* **Requirement**
Convert the listing below into a Markdown table with the columns Row and Line, starting at the line containing "Flashcard task. Put a dot on each instance of the green" and ending at the line containing "x=681 y=493", with both of those lines included. Give each line its own numbered row, and leave out any blank lines.

↓

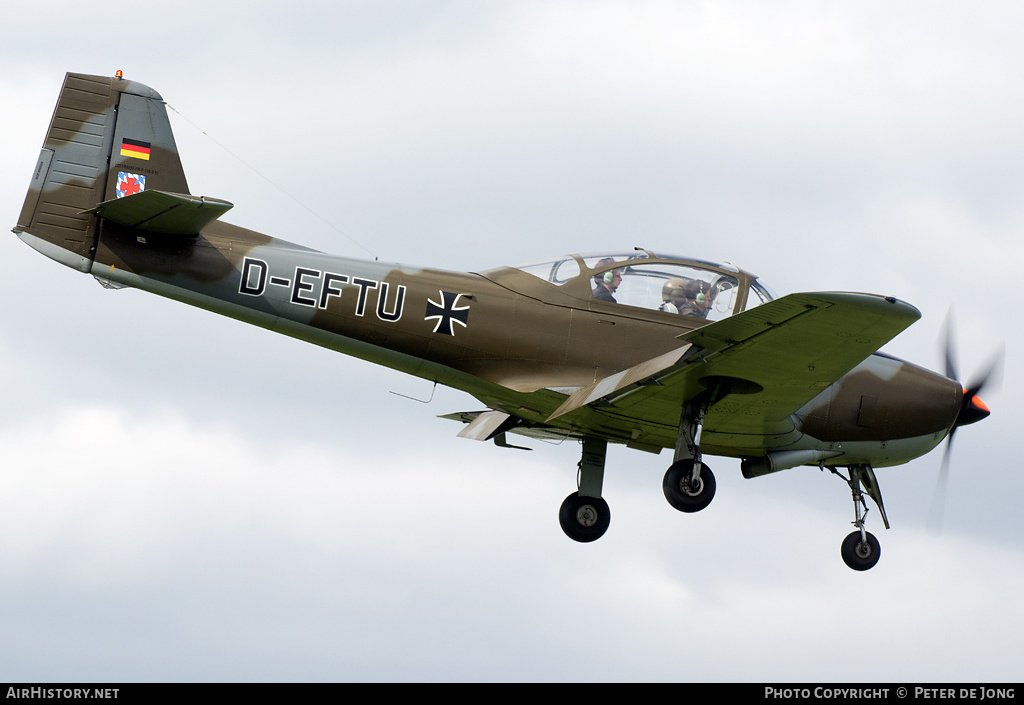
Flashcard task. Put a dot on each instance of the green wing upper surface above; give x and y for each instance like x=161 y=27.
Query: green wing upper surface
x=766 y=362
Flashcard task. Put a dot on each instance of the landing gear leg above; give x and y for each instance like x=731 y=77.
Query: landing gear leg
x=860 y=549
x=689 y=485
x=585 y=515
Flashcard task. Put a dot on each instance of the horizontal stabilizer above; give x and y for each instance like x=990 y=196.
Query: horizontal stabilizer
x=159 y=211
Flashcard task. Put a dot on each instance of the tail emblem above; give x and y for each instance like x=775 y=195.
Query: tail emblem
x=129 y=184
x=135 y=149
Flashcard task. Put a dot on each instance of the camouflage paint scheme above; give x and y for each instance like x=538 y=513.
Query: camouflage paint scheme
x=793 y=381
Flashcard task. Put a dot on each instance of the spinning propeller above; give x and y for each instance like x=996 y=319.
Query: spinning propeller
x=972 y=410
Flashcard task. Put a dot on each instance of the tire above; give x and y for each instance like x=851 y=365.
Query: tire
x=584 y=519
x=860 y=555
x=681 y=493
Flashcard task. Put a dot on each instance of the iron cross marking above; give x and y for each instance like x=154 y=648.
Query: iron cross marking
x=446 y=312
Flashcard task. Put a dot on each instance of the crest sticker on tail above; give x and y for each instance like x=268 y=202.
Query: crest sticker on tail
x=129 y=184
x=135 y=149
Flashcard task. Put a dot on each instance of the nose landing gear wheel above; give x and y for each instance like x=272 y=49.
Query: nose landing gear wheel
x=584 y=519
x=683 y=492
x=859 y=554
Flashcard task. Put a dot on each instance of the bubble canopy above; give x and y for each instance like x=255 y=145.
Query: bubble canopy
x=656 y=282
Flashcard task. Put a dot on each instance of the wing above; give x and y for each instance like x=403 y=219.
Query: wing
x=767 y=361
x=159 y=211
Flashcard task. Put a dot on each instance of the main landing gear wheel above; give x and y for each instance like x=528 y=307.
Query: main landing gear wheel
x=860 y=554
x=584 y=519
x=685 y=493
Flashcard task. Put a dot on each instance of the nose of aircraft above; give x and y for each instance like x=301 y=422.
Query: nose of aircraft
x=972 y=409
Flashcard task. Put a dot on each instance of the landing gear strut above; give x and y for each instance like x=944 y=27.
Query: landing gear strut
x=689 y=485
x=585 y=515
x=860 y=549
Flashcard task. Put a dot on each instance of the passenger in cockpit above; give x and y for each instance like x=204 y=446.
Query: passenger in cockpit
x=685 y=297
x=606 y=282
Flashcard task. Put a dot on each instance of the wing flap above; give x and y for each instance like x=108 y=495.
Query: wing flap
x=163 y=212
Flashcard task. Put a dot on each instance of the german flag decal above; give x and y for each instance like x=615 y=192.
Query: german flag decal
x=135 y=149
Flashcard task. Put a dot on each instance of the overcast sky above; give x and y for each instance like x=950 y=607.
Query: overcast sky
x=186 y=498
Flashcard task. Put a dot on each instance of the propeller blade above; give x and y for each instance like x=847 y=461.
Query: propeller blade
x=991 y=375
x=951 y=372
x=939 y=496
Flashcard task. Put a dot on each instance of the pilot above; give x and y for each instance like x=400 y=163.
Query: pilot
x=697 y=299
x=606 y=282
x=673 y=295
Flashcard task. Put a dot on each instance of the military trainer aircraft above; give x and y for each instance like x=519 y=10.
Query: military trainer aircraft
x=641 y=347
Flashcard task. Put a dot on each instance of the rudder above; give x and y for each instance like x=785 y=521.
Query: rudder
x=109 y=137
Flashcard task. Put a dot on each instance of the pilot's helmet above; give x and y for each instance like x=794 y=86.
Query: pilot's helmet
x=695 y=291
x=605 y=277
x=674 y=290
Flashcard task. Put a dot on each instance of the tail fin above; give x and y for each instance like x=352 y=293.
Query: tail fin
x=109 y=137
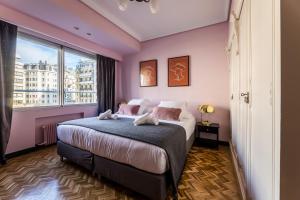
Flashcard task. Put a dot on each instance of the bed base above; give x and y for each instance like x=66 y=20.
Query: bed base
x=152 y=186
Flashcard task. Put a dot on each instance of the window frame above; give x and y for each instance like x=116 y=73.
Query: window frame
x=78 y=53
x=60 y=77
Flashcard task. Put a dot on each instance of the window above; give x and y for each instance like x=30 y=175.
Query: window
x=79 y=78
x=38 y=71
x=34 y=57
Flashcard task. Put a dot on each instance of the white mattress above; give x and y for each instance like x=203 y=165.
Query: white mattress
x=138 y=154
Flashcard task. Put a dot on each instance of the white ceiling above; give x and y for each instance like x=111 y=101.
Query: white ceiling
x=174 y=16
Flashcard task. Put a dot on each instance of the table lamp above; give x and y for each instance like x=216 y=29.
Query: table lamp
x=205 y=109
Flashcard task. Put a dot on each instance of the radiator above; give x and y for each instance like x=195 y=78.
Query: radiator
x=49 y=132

↑
↓

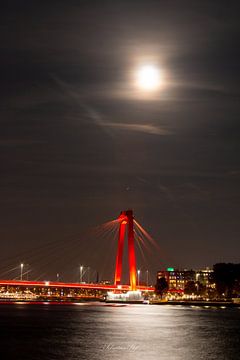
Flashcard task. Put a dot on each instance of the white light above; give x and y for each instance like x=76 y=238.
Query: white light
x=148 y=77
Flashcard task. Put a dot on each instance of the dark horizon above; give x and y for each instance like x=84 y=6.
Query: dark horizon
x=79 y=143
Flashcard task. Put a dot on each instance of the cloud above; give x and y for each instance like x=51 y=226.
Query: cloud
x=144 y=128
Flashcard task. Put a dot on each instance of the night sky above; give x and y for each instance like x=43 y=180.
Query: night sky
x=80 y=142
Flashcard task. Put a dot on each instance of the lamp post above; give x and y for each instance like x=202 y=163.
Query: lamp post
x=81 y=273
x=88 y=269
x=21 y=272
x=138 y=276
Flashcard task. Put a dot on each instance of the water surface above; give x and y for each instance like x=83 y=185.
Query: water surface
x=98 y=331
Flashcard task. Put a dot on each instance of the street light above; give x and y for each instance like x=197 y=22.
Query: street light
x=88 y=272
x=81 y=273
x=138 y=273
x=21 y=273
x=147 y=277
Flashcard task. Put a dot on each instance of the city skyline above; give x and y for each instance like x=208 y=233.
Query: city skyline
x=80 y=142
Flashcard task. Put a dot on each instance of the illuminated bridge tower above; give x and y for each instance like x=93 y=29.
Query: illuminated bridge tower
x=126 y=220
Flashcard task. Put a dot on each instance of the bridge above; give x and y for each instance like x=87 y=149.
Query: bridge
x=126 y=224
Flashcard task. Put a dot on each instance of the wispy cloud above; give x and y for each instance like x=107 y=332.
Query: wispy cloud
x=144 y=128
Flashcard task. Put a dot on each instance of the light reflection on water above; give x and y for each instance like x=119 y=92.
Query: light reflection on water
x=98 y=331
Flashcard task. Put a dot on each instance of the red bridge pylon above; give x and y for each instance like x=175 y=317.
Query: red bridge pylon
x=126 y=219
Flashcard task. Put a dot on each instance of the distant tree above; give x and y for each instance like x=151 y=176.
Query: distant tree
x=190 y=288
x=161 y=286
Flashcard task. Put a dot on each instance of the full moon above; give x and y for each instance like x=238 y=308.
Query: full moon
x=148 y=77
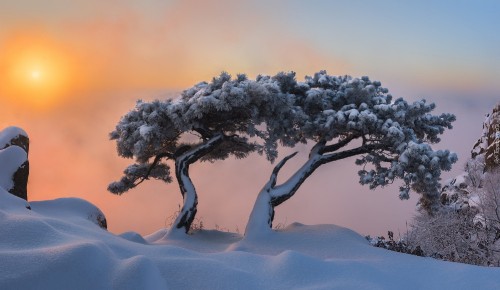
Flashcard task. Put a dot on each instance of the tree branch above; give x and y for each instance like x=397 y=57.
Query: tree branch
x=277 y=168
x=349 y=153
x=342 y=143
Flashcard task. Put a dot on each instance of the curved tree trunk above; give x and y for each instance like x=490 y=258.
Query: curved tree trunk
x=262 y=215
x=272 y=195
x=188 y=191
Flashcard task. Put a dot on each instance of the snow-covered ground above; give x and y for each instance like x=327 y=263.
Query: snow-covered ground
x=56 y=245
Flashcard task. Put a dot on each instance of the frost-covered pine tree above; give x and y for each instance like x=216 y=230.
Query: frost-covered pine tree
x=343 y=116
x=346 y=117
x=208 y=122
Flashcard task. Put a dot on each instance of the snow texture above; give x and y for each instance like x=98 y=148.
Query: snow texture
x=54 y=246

↑
↓

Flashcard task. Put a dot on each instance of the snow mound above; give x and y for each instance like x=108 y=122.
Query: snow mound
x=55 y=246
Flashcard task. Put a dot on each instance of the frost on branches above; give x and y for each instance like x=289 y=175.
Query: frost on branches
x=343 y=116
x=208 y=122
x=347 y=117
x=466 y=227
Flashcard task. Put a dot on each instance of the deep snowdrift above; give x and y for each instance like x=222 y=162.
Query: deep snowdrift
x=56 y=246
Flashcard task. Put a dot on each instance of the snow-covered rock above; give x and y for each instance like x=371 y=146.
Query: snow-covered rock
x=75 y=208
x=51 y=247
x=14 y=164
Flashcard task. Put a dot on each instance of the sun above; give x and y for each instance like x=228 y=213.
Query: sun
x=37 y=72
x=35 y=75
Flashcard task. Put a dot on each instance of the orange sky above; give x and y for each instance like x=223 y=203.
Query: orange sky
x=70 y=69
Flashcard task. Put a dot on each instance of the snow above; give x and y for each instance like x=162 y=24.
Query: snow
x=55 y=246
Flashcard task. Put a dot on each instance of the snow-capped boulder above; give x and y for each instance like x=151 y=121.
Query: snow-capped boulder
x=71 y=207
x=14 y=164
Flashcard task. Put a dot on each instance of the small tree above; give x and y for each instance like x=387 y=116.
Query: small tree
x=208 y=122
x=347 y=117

↑

* **Finished task**
| Row | Line |
|---|---|
| 1 | Flashcard task. Put a dot on each instance of the green wing upper surface above; give x and y for each instance like x=161 y=27. |
| 2 | Query: green wing upper surface |
| 3 | x=766 y=362 |
| 4 | Flashcard task. Put a dot on each instance of the landing gear leg above; give x and y for each instance like x=731 y=77. |
| 5 | Query: landing gear leg |
| 6 | x=860 y=549 |
| 7 | x=689 y=485 |
| 8 | x=585 y=515 |
| 9 | Flashcard task. Put a dot on each instance of the horizontal stabilizer above; give x and y for each instance like x=990 y=196. |
| 10 | Query: horizontal stabilizer |
| 11 | x=159 y=211 |
| 12 | Flashcard task. Put a dot on each instance of the tail emblem above; give x and y for each instance like x=775 y=195. |
| 13 | Query: tail emblem |
| 14 | x=129 y=184 |
| 15 | x=135 y=149 |
| 16 | Flashcard task. Put a dot on each instance of the camouflage paint scheme above; give x and y for each instance like x=538 y=513. |
| 17 | Query: camouflage paint scheme |
| 18 | x=793 y=381 |
| 19 | Flashcard task. Put a dot on each instance of the spinning propeller above; give x and y for each instance like x=996 y=319. |
| 20 | Query: spinning propeller |
| 21 | x=972 y=410 |
| 22 | Flashcard task. Put a dot on each instance of the tire above; give x and y for each instance like x=851 y=365. |
| 23 | Query: tire |
| 24 | x=584 y=519 |
| 25 | x=860 y=555 |
| 26 | x=681 y=493 |